=== EXCERPT ===

In performances, his singing and his solos flowed into each other as he wrung notes from the neck of his guitar, vibrating his hand as if it were wounded, his face a mask of suffering. Many of the songs he sang — like his biggest hit, “The Thrill Is Gone” (“I’ll still live on/But so lonely I’ll be”) — were poems of pain and perseverance.

The music historian Peter Guralnick once noted that Mr. King helped expand the audience for the blues through “the urbanity of his playing, the absorption of a multiplicity of influences, not simply from the blues, along with a graciousness of manner and willingness to adapt to new audiences and give them something they were able to respond to.”

B. B. stood for Blues Boy, a name he took with his first taste of fame in the 1940s. His peers were bluesmen like Muddy Waters and Howlin’ Wolf, whose nicknames fit their hard-bitten lives. But he was born a King, albeit in a sharecropper’s shack surrounded by dirt-poor laborers and wealthy landowners.

Mr. King went out on the road and never came back after one of his first recordings reached the top of the rhythm-and-blues charts in 1951. He began in juke joints, country dance halls and ghetto nightclubs, playing 342 one-night stands in 1956 and 200 to 300 shows a year for a half-century thereafter, rising to concert halls, casino main stages and international acclaim.

===

EXERCISE TASK A:
Pick out every line in the records below that contains the string "mirror", matching case exactly, and copy each such line.

=== THE RECORDS ===

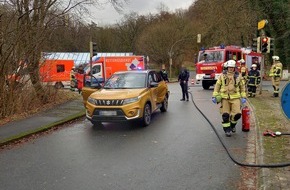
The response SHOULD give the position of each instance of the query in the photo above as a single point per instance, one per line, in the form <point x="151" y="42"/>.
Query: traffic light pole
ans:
<point x="262" y="72"/>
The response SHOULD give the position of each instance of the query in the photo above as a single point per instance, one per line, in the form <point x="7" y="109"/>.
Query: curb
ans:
<point x="41" y="128"/>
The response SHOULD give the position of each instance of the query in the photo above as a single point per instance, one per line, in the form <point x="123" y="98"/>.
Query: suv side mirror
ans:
<point x="154" y="84"/>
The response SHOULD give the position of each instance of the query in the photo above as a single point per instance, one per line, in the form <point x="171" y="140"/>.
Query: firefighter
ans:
<point x="230" y="91"/>
<point x="243" y="70"/>
<point x="253" y="81"/>
<point x="276" y="74"/>
<point x="164" y="74"/>
<point x="183" y="81"/>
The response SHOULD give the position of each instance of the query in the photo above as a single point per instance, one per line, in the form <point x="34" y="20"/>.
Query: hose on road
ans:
<point x="272" y="165"/>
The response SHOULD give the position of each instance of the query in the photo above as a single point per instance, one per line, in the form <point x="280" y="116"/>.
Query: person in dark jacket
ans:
<point x="253" y="80"/>
<point x="183" y="81"/>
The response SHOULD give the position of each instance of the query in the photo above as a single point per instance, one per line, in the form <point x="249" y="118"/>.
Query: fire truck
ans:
<point x="209" y="65"/>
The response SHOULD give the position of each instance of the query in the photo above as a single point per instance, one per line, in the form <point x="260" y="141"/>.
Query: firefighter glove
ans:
<point x="213" y="99"/>
<point x="244" y="100"/>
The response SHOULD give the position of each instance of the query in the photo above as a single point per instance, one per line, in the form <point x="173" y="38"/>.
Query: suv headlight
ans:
<point x="91" y="100"/>
<point x="131" y="100"/>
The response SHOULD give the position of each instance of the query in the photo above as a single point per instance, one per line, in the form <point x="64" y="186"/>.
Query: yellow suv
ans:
<point x="127" y="95"/>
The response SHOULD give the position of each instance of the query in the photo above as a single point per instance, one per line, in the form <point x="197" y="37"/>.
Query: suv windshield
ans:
<point x="126" y="80"/>
<point x="211" y="56"/>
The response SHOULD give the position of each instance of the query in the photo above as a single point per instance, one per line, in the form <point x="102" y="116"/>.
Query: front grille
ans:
<point x="109" y="102"/>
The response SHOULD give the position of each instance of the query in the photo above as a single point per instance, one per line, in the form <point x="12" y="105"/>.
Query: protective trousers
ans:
<point x="231" y="113"/>
<point x="276" y="84"/>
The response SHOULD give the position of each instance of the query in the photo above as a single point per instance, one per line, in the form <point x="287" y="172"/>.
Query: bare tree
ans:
<point x="25" y="28"/>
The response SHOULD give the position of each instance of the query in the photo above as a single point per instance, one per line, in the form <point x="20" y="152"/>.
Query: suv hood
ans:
<point x="117" y="93"/>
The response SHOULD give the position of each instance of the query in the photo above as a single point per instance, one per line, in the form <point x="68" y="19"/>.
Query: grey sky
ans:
<point x="107" y="14"/>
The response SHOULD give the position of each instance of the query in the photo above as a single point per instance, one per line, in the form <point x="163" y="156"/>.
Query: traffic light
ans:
<point x="265" y="45"/>
<point x="272" y="46"/>
<point x="256" y="45"/>
<point x="93" y="49"/>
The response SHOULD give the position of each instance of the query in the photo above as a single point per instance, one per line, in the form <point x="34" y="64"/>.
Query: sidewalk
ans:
<point x="41" y="121"/>
<point x="55" y="116"/>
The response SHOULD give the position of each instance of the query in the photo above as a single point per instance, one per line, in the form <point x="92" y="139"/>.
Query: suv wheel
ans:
<point x="164" y="106"/>
<point x="146" y="120"/>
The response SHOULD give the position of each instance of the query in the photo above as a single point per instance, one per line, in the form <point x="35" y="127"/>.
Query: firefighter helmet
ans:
<point x="231" y="63"/>
<point x="275" y="58"/>
<point x="242" y="61"/>
<point x="218" y="98"/>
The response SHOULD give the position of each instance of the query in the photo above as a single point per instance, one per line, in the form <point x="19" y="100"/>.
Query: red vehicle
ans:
<point x="210" y="61"/>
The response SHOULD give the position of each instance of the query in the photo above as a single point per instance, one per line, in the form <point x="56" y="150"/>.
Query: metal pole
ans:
<point x="262" y="72"/>
<point x="170" y="65"/>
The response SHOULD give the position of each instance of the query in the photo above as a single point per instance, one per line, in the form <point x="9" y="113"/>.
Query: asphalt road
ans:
<point x="179" y="150"/>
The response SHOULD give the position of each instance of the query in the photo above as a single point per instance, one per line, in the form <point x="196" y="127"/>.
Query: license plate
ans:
<point x="206" y="76"/>
<point x="108" y="113"/>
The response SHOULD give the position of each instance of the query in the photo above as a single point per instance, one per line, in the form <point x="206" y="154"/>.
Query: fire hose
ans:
<point x="274" y="134"/>
<point x="266" y="133"/>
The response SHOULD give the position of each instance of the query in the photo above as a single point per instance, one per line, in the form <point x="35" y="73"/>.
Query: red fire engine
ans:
<point x="209" y="65"/>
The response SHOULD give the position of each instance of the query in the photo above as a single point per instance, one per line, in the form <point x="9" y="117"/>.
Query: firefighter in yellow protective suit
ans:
<point x="230" y="91"/>
<point x="243" y="70"/>
<point x="276" y="74"/>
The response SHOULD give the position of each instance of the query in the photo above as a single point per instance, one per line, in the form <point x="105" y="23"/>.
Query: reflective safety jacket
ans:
<point x="254" y="78"/>
<point x="276" y="69"/>
<point x="230" y="86"/>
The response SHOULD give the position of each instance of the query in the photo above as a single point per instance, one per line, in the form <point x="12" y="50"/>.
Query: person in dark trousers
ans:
<point x="183" y="81"/>
<point x="164" y="75"/>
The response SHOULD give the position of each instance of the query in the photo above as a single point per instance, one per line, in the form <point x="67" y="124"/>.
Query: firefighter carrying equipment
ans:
<point x="275" y="57"/>
<point x="230" y="63"/>
<point x="226" y="91"/>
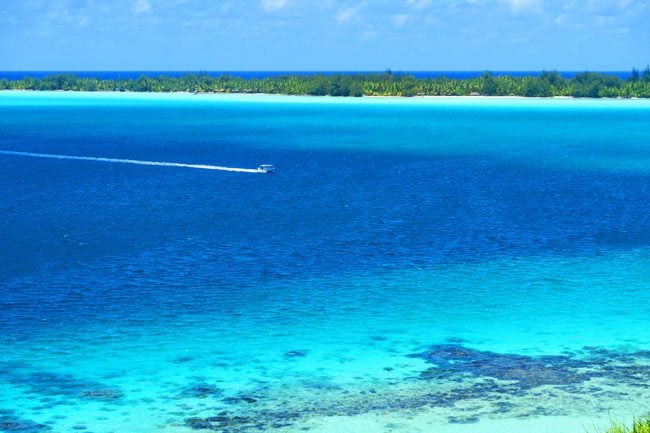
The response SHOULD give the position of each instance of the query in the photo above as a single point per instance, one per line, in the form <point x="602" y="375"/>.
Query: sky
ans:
<point x="322" y="35"/>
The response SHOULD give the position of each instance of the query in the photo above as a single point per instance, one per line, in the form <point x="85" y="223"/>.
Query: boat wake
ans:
<point x="132" y="161"/>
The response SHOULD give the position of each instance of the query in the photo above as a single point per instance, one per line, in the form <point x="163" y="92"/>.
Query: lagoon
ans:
<point x="426" y="264"/>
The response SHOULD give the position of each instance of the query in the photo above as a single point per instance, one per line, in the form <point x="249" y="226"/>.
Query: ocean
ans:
<point x="414" y="265"/>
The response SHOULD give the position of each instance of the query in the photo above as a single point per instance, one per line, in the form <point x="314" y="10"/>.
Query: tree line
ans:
<point x="548" y="83"/>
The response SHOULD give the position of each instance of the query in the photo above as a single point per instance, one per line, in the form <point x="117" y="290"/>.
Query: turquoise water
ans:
<point x="433" y="264"/>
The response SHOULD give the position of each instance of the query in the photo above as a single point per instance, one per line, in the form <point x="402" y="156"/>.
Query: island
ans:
<point x="545" y="84"/>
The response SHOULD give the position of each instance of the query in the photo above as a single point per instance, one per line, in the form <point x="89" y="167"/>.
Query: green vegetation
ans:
<point x="586" y="84"/>
<point x="640" y="425"/>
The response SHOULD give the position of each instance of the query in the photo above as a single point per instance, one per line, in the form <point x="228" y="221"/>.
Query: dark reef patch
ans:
<point x="105" y="394"/>
<point x="296" y="354"/>
<point x="471" y="383"/>
<point x="13" y="424"/>
<point x="201" y="390"/>
<point x="54" y="389"/>
<point x="528" y="372"/>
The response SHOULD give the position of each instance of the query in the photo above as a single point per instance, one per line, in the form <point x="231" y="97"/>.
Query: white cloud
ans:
<point x="519" y="5"/>
<point x="141" y="6"/>
<point x="400" y="19"/>
<point x="273" y="5"/>
<point x="346" y="15"/>
<point x="418" y="4"/>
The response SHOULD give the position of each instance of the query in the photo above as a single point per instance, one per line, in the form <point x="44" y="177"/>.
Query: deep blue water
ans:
<point x="15" y="75"/>
<point x="518" y="228"/>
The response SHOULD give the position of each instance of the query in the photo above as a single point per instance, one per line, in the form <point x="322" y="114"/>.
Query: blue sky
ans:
<point x="324" y="35"/>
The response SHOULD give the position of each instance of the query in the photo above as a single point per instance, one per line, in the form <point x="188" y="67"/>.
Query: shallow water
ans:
<point x="415" y="264"/>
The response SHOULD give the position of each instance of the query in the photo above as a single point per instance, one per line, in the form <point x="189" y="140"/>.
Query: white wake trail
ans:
<point x="130" y="161"/>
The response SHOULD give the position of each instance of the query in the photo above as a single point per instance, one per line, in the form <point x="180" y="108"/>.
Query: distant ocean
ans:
<point x="447" y="265"/>
<point x="261" y="74"/>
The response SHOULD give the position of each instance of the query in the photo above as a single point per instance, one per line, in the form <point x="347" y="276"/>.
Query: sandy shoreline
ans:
<point x="417" y="97"/>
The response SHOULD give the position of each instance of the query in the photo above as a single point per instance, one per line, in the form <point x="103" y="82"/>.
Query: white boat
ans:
<point x="266" y="168"/>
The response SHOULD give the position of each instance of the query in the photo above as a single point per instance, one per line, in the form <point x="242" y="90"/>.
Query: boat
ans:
<point x="266" y="168"/>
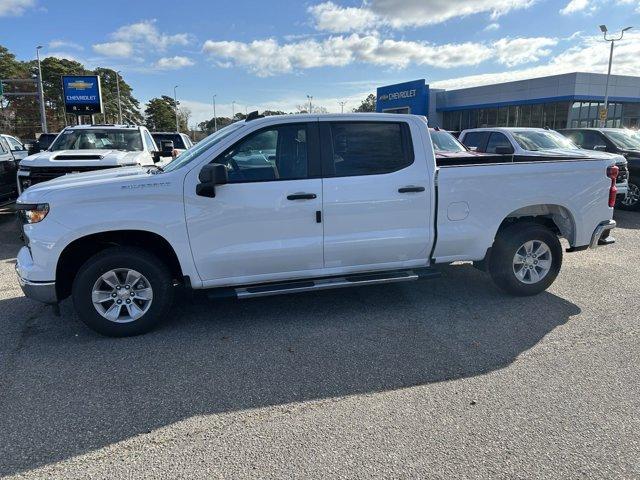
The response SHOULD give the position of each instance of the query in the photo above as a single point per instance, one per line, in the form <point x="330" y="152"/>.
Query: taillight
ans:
<point x="612" y="173"/>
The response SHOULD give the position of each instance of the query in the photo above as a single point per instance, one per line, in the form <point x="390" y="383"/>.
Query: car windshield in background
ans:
<point x="624" y="139"/>
<point x="169" y="137"/>
<point x="542" y="140"/>
<point x="195" y="151"/>
<point x="445" y="142"/>
<point x="99" y="139"/>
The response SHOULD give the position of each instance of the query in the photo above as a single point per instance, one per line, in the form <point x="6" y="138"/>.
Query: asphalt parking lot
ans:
<point x="443" y="378"/>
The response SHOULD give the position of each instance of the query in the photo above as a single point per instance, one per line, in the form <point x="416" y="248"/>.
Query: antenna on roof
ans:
<point x="253" y="116"/>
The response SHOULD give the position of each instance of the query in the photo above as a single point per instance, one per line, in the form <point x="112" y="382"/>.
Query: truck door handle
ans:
<point x="301" y="196"/>
<point x="410" y="188"/>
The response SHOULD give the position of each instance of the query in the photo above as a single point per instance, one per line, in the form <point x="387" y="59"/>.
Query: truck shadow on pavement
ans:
<point x="66" y="391"/>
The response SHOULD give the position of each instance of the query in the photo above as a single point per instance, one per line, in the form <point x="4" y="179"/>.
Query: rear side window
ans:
<point x="497" y="140"/>
<point x="368" y="148"/>
<point x="476" y="140"/>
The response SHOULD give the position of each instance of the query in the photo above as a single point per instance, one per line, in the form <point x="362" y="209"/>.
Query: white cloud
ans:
<point x="147" y="32"/>
<point x="331" y="17"/>
<point x="268" y="57"/>
<point x="114" y="49"/>
<point x="14" y="8"/>
<point x="575" y="6"/>
<point x="517" y="51"/>
<point x="65" y="44"/>
<point x="174" y="63"/>
<point x="590" y="56"/>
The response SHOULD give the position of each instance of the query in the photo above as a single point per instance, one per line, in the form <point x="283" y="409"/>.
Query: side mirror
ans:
<point x="166" y="148"/>
<point x="211" y="175"/>
<point x="504" y="150"/>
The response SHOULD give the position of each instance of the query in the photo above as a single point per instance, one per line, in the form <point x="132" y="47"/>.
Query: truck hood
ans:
<point x="82" y="158"/>
<point x="115" y="176"/>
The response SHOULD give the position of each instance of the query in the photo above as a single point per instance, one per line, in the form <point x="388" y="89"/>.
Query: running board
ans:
<point x="298" y="286"/>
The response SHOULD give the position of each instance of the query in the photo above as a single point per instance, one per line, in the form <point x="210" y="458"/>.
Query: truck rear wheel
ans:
<point x="122" y="291"/>
<point x="525" y="259"/>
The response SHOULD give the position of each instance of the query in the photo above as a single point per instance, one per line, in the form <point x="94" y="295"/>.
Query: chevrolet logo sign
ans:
<point x="80" y="85"/>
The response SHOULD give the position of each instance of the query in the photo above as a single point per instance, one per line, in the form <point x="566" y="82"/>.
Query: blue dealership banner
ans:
<point x="82" y="94"/>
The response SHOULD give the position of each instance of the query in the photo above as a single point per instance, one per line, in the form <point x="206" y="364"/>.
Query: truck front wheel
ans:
<point x="525" y="259"/>
<point x="122" y="291"/>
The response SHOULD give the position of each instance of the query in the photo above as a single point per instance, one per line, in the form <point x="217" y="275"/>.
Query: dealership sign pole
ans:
<point x="82" y="95"/>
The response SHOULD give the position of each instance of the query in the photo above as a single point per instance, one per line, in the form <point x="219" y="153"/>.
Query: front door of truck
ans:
<point x="265" y="224"/>
<point x="376" y="195"/>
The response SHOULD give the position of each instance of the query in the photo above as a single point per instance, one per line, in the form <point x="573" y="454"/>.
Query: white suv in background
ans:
<point x="85" y="148"/>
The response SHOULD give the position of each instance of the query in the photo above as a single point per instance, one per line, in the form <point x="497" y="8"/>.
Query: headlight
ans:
<point x="31" y="212"/>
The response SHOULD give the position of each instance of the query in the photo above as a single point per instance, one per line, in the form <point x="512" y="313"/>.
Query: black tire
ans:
<point x="507" y="243"/>
<point x="155" y="271"/>
<point x="632" y="206"/>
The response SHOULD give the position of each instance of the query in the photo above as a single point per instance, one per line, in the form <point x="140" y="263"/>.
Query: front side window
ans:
<point x="362" y="148"/>
<point x="445" y="142"/>
<point x="98" y="139"/>
<point x="497" y="140"/>
<point x="535" y="140"/>
<point x="275" y="153"/>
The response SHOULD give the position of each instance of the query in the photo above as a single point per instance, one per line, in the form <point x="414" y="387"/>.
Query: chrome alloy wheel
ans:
<point x="122" y="295"/>
<point x="532" y="261"/>
<point x="632" y="197"/>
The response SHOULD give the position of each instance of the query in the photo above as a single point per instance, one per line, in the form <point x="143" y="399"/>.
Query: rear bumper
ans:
<point x="601" y="235"/>
<point x="44" y="292"/>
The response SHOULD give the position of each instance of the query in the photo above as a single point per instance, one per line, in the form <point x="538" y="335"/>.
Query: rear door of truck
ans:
<point x="377" y="193"/>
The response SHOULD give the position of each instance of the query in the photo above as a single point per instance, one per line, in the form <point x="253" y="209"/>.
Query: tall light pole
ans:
<point x="603" y="29"/>
<point x="43" y="114"/>
<point x="119" y="104"/>
<point x="215" y="118"/>
<point x="175" y="101"/>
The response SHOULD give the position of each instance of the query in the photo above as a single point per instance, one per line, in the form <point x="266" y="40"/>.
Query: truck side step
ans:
<point x="307" y="285"/>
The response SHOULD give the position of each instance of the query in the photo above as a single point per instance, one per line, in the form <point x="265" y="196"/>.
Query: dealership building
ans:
<point x="557" y="101"/>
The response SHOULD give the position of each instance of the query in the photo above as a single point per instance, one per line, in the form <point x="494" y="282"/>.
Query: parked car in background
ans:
<point x="171" y="144"/>
<point x="614" y="140"/>
<point x="449" y="151"/>
<point x="83" y="148"/>
<point x="17" y="147"/>
<point x="43" y="142"/>
<point x="538" y="144"/>
<point x="337" y="201"/>
<point x="8" y="168"/>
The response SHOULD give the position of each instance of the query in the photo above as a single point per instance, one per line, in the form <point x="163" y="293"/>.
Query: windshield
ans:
<point x="542" y="140"/>
<point x="189" y="155"/>
<point x="100" y="139"/>
<point x="624" y="139"/>
<point x="445" y="142"/>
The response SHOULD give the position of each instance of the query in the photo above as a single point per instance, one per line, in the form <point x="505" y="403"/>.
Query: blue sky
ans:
<point x="271" y="54"/>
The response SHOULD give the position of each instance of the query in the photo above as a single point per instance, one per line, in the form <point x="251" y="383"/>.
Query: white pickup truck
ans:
<point x="298" y="203"/>
<point x="83" y="148"/>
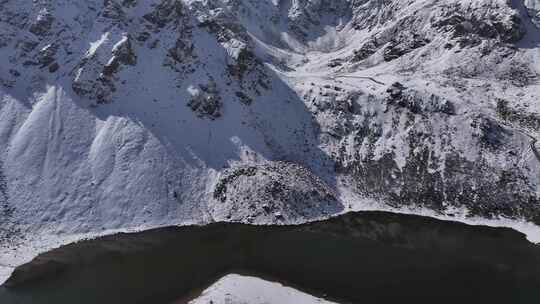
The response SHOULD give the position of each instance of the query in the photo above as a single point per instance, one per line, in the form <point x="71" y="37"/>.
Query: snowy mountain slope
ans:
<point x="131" y="114"/>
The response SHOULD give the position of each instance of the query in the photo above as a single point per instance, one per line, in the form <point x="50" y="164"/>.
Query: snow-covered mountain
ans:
<point x="130" y="114"/>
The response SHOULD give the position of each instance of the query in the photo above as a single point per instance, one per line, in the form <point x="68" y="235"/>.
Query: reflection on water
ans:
<point x="370" y="257"/>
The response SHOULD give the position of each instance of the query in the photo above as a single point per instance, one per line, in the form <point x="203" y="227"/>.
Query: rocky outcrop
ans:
<point x="283" y="192"/>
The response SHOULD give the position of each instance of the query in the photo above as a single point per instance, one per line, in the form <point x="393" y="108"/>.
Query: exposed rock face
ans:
<point x="281" y="192"/>
<point x="125" y="114"/>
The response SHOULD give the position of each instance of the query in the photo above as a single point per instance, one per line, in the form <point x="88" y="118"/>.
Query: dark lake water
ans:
<point x="368" y="257"/>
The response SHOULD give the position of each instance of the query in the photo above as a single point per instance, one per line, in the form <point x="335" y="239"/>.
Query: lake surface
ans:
<point x="367" y="257"/>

===

EXERCISE TASK B:
Repeat the passage about B. B. King above word for word, from start to end.

EXERCISE RESULT A:
Query: suv side mirror
Query: side mirror

EXERCISE RESULT B:
In performances, his singing and his solos flowed into each other as he wrung notes from the neck of his guitar, vibrating his hand as if it were wounded, his face a mask of suffering. Many of the songs he sang — like his biggest hit, “The Thrill Is Gone” (“I’ll still live on/But so lonely I’ll be”) — were poems of pain and perseverance.

The music historian Peter Guralnick once noted that Mr. King helped expand the audience for the blues through “the urbanity of his playing, the absorption of a multiplicity of influences, not simply from the blues, along with a graciousness of manner and willingness to adapt to new audiences and give them something they were able to respond to.”

B. B. stood for Blues Boy, a name he took with his first taste of fame in the 1940s. His peers were bluesmen like Muddy Waters and Howlin’ Wolf, whose nicknames fit their hard-bitten lives. But he was born a King, albeit in a sharecropper’s shack surrounded by dirt-poor laborers and wealthy landowners.

Mr. King went out on the road and never came back after one of his first recordings reached the top of the rhythm-and-blues charts in 1951. He began in juke joints, country dance halls and ghetto nightclubs, playing 342 one-night stands in 1956 and 200 to 300 shows a year for a half-century thereafter, rising to concert halls, casino main stages and international acclaim.